(Data entries)
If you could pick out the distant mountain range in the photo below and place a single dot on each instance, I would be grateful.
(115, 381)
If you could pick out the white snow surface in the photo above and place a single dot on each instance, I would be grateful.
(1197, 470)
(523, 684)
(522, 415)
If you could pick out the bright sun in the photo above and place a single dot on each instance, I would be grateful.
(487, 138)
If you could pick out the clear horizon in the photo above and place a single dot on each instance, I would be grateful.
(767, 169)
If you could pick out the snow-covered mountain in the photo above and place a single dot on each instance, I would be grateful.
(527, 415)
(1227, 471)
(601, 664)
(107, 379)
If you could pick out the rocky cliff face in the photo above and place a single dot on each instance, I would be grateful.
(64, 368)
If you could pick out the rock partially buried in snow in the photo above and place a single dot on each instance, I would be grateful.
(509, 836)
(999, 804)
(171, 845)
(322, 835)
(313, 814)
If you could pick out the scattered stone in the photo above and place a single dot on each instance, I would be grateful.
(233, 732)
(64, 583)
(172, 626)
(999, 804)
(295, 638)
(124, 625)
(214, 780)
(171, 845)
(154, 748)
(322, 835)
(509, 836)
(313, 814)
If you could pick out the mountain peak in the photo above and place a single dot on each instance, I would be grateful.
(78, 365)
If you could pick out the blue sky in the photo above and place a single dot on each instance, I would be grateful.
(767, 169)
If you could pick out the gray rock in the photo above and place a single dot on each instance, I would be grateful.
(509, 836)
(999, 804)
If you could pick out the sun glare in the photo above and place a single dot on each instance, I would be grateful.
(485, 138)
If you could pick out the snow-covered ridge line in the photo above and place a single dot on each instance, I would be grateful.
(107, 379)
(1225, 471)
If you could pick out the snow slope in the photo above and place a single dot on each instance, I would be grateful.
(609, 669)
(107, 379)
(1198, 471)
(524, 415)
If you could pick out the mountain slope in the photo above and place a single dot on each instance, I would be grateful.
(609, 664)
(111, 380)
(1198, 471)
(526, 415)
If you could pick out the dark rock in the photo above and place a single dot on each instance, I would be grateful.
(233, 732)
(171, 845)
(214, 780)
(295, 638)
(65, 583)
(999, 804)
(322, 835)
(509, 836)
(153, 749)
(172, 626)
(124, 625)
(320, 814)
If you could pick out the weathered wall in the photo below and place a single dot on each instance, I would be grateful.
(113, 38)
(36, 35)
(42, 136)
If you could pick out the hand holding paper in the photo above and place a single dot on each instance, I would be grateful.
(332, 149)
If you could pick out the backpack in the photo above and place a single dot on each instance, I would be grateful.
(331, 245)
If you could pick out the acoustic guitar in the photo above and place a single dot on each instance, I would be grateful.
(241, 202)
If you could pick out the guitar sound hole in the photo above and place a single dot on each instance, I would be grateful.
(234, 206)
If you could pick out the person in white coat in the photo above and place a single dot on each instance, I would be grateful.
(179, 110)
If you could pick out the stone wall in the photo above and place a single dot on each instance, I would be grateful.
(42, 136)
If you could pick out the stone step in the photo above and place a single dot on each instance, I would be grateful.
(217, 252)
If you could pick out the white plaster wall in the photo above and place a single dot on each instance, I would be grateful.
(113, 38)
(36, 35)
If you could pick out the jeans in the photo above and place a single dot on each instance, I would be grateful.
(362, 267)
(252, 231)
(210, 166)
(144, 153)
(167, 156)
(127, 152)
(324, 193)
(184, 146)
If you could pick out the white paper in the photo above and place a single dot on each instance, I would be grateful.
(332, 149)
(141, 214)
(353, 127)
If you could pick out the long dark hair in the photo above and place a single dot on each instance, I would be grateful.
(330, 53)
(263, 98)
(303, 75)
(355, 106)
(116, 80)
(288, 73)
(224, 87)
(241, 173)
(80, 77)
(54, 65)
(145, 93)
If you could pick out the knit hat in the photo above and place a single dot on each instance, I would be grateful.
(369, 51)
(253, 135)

**Problem to solve:** Reproduce without alteration the lines of the material from the one containing "If you could pick out the white plaster" through the final line of the material, both ends included.

**Written reply:**
If you could pick out the white plaster wall in the photo above and place a single dot on each instance, I would be grateful.
(113, 38)
(36, 35)
If you could pick out the jeans in the photo above and place a single dot on each instance, I would be grateful.
(362, 267)
(252, 231)
(210, 166)
(144, 153)
(167, 156)
(127, 152)
(324, 193)
(184, 146)
If you could pick out the white paper in the photo above and place a single dot on each instance, I would be grateful.
(332, 149)
(141, 214)
(353, 127)
If you could pick out the long dark hair in the photo above and place a single dot on each instance, I would be grateful.
(330, 53)
(263, 98)
(303, 75)
(355, 106)
(116, 80)
(288, 73)
(224, 87)
(241, 173)
(80, 77)
(54, 65)
(145, 93)
If you could pick out the knit hat in the photo above and place a single dot on each instance, I would be grateful.
(369, 51)
(253, 135)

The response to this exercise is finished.